═════ MATERIAL FOR THE TASK ═════

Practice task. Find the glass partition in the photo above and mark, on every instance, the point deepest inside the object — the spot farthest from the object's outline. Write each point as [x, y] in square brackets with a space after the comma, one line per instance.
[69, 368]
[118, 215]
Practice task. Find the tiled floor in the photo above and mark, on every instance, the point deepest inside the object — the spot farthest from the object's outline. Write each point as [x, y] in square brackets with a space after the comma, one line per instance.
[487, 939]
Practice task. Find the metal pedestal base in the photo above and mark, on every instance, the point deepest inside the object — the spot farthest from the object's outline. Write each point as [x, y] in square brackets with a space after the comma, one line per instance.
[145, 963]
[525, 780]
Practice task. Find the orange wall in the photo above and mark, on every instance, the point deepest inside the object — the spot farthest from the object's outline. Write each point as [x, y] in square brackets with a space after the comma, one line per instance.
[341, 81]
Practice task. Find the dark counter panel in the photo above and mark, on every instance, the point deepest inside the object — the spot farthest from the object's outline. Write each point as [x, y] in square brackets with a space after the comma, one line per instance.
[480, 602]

═════

### TASK INSTRUCTIONS
Whatever the entries say, repeat all of them exactly.

### RESULT
Practice task. Find the glass partition in the photo above and mark, on every instance, the point deepest inside the object — the spot farthest from the object's outline. Write each point as [x, y] in square brackets with a space after the comma, one line per instance.
[69, 368]
[118, 215]
Practice task. Find the tiled floor in the photo above and mark, on every instance, the point deepest inside the object — the spot farthest from the object's outline. Write each point as [x, y] in square brackets with a space after the comma, one line per instance.
[487, 939]
Practice task. Find the metal pedestal base in the photo above and mark, on every instance, the point deepest inside the object — the spot farthest from the object's outline. Write each point as [x, y] in square brackets with a space after the comma, one line per instance.
[145, 963]
[525, 780]
Practice task. Find the orange wall in the photo above and mark, on every instance, the point deepest inside the object — the spot farthest from the object's outline. Write each point as [x, y] in square brackets with a space after the comma, one line per instance.
[341, 81]
Practice task. Find the dark counter panel in the photo above and mark, on every instance, the point deepest inside the object — the spot farthest from the object's outline. Write each point as [x, y] in square brackets with a space after the comma, one line per instance.
[480, 602]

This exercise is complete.